* Task to carry out:
Copy the lines below exactly as they appear, but leave out the picture.

* Dataset excerpts:
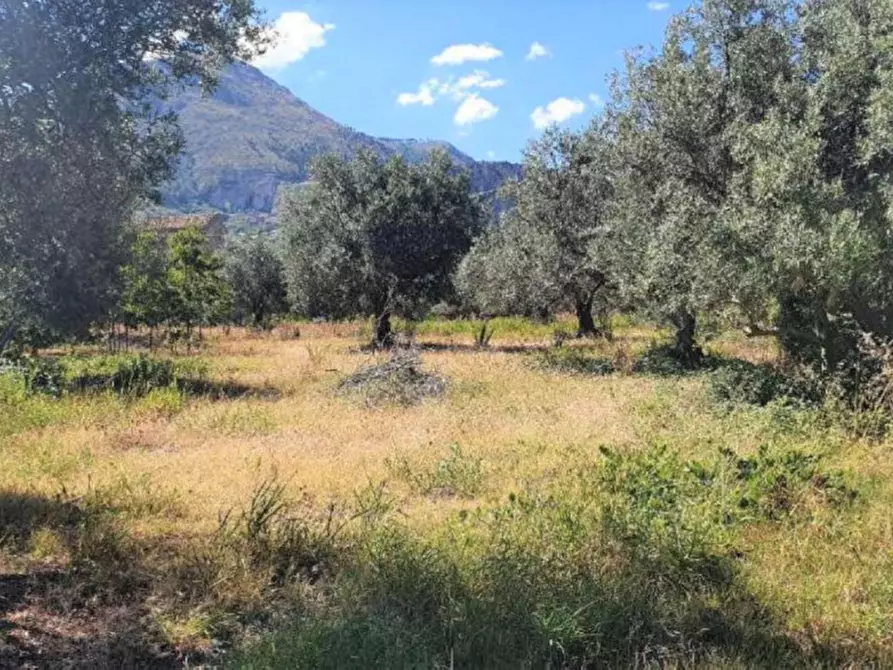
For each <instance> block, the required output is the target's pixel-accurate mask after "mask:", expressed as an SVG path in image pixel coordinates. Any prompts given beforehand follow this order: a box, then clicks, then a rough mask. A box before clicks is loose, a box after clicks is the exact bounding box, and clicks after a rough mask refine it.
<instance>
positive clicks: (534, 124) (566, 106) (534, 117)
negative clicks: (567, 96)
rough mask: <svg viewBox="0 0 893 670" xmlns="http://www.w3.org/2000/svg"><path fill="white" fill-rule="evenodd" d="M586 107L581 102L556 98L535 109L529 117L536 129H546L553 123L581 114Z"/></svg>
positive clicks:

* Task result:
For each <instance> block, the required output is the target's pixel-accurate mask after "mask:", expressed as an SVG path in image pixel coordinates. Any prompts given beforehand follow this order: a box, then clicks, then a rough mask. A box before clicks is loose, a box after clicks is the exact bounding box, and clicks after a rough mask refine it.
<instance>
positive clicks: (534, 124) (566, 106) (534, 117)
negative clicks: (567, 96)
rough mask: <svg viewBox="0 0 893 670" xmlns="http://www.w3.org/2000/svg"><path fill="white" fill-rule="evenodd" d="M586 107L581 102L556 98L535 109L529 117L536 129H546L553 123L581 114Z"/></svg>
positive clicks:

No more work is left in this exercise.